(Coordinate annotation records)
>>>

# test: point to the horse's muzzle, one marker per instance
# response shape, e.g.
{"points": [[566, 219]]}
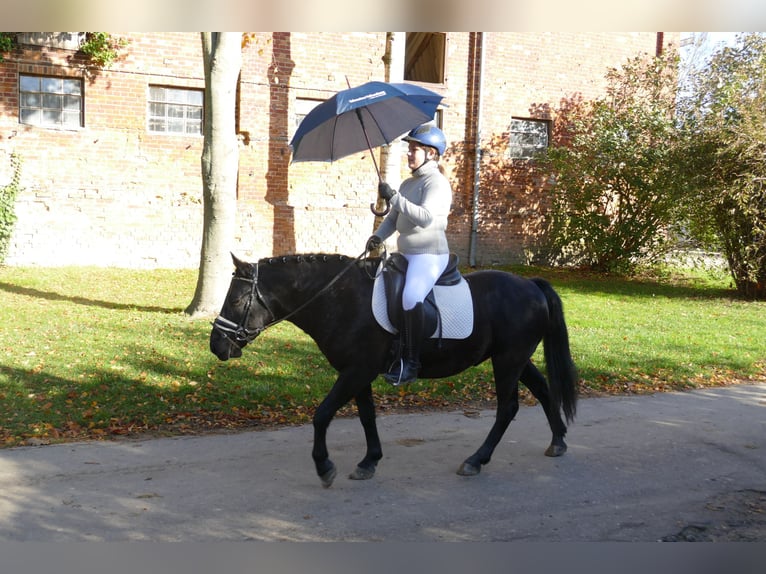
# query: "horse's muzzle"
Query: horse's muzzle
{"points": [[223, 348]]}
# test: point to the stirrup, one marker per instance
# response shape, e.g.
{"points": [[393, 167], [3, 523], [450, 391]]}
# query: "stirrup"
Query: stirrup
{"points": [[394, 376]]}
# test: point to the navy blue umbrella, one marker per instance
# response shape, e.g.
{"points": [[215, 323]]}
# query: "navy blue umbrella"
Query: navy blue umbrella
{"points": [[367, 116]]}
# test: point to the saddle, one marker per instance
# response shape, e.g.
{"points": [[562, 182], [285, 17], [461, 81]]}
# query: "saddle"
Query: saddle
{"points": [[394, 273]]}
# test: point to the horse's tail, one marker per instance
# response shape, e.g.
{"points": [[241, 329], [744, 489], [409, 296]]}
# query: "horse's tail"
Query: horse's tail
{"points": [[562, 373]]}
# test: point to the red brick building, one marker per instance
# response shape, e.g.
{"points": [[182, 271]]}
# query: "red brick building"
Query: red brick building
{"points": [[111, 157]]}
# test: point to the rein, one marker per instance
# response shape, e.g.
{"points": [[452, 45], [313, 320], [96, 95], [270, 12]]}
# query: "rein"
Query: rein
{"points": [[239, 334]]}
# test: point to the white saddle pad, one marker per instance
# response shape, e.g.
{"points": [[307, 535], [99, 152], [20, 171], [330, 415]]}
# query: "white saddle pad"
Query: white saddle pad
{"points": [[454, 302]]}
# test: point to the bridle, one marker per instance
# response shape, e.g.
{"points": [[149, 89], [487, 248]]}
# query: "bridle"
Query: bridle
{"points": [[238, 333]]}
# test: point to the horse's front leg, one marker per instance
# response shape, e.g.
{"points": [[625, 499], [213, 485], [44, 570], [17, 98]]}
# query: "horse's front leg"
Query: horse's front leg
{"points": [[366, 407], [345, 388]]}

<<<
>>>

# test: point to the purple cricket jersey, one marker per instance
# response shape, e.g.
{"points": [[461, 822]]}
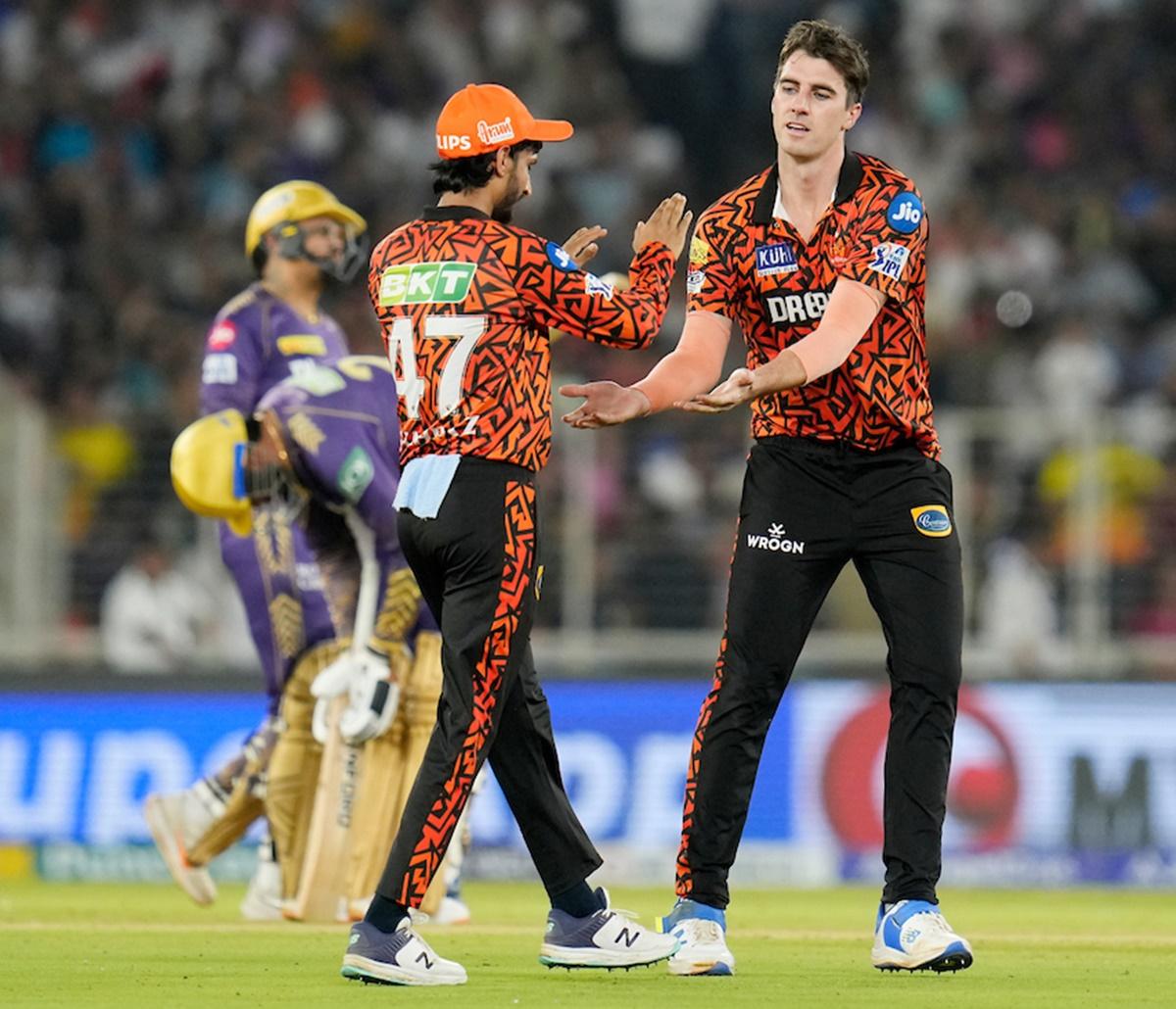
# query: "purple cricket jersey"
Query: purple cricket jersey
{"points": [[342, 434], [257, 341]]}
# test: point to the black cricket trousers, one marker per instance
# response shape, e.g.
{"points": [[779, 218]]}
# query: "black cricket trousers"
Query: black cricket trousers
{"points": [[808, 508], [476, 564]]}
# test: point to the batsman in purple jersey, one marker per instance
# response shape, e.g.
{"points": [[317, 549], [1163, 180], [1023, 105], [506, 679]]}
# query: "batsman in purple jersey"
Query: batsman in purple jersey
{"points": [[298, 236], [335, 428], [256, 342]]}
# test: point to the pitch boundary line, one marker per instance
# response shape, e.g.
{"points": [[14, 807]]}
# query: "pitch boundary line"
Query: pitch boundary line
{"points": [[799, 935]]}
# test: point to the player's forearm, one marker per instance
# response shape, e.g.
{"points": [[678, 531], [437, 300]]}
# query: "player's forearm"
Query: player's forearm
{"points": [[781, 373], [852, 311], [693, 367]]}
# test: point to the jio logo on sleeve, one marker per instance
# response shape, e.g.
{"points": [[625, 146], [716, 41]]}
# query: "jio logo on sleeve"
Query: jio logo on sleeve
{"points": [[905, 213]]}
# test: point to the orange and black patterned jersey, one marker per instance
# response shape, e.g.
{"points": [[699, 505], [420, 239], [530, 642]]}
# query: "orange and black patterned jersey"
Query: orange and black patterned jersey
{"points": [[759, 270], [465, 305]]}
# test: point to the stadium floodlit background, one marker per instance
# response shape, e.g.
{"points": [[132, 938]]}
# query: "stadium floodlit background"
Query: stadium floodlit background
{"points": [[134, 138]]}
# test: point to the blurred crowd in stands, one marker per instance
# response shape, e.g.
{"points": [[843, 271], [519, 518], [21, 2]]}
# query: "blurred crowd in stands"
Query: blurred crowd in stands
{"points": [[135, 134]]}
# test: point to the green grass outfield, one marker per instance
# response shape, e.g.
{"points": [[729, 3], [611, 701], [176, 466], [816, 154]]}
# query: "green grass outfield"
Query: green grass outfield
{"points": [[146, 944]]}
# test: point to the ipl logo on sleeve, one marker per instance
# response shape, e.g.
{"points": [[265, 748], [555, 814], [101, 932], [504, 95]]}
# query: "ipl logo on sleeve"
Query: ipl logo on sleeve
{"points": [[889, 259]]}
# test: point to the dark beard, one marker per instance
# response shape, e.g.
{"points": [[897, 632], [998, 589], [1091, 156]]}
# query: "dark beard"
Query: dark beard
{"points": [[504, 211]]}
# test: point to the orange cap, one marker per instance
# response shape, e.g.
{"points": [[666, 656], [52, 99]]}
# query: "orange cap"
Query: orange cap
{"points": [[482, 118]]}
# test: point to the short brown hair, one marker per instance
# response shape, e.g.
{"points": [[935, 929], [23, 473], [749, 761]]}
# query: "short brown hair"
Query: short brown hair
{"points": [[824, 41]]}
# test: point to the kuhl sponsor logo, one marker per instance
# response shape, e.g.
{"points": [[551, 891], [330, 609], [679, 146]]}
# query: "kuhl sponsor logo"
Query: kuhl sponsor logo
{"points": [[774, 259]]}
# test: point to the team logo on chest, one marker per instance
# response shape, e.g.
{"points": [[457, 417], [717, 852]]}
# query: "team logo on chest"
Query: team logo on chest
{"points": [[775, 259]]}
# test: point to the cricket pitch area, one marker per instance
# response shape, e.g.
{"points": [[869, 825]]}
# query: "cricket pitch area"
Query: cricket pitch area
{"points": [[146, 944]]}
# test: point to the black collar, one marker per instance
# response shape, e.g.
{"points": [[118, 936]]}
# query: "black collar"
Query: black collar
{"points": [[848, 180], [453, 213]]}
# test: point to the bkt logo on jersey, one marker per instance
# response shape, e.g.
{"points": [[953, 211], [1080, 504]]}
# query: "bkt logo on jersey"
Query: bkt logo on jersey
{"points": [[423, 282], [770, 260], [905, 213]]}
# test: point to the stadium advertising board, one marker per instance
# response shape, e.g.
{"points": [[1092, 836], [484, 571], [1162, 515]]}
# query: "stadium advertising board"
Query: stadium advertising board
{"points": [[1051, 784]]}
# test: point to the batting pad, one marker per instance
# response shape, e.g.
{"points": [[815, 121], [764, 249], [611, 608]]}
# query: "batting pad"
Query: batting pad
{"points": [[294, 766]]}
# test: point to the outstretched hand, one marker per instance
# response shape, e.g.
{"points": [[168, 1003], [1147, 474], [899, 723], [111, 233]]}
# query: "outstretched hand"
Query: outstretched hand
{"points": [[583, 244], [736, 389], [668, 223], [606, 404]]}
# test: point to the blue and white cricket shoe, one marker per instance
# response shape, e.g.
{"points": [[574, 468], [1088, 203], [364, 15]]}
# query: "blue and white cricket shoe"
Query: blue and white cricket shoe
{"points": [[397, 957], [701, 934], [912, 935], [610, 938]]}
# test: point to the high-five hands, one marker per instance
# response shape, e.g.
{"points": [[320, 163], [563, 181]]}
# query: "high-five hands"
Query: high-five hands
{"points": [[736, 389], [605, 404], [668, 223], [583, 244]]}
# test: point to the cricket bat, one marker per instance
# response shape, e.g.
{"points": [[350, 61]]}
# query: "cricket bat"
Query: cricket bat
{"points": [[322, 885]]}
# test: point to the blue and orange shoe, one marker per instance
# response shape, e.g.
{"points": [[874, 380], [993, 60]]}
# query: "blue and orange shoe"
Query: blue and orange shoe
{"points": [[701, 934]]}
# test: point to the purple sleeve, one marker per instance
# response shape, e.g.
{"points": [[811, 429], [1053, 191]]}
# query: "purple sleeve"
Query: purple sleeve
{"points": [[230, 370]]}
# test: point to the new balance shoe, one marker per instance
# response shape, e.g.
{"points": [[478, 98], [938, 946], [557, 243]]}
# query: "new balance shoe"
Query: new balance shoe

<<<

# AIM OF THE TASK
Give the listing lines as a numbered list, beginning with the line that contains "# test: point to the blue and white" and continuing through the line that contains "Query: new balance shoe". Leave out any blank lines.

# WRITTEN SOLUTION
1. # test: point to the blue and white cricket shoe, one marker per instance
2. # response shape, e.g.
3. {"points": [[574, 468], [1088, 203], [364, 15]]}
4. # query: "blue and white cricket shoe"
5. Query: blue and white cricket shoe
6. {"points": [[397, 957], [701, 934], [912, 935], [610, 938]]}
7. # test: point to the high-five hands, one marker per instance
8. # response shape, e.g.
9. {"points": [[320, 163], [563, 181]]}
10. # query: "high-five hands"
11. Query: high-five hands
12. {"points": [[736, 389], [605, 404], [668, 223], [583, 244]]}
13. # test: point to the cricket bat, one marker per instance
14. # response shape, e.g.
15. {"points": [[350, 61]]}
16. # query: "cricket bat"
17. Query: cricket bat
18. {"points": [[322, 885]]}
19. # test: point to the blue and orange shoe, one marker per instance
20. # response shape, e.g.
21. {"points": [[874, 380], [993, 60]]}
22. # query: "blue and orange shoe"
23. Query: blue and orange shoe
24. {"points": [[701, 934]]}
25. # test: point to the purple sleeve, one marker per instance
26. # response shape, e.g.
27. {"points": [[811, 429], [1053, 191]]}
28. # query: "purple sleeve"
29. Query: purple sleeve
30. {"points": [[230, 370]]}
31. # test: point to the new balance shoe, one marker per instance
32. # response shape, e.g.
33. {"points": [[478, 98], [938, 946], [557, 243]]}
34. # query: "new balance shoe"
35. Query: new balance shoe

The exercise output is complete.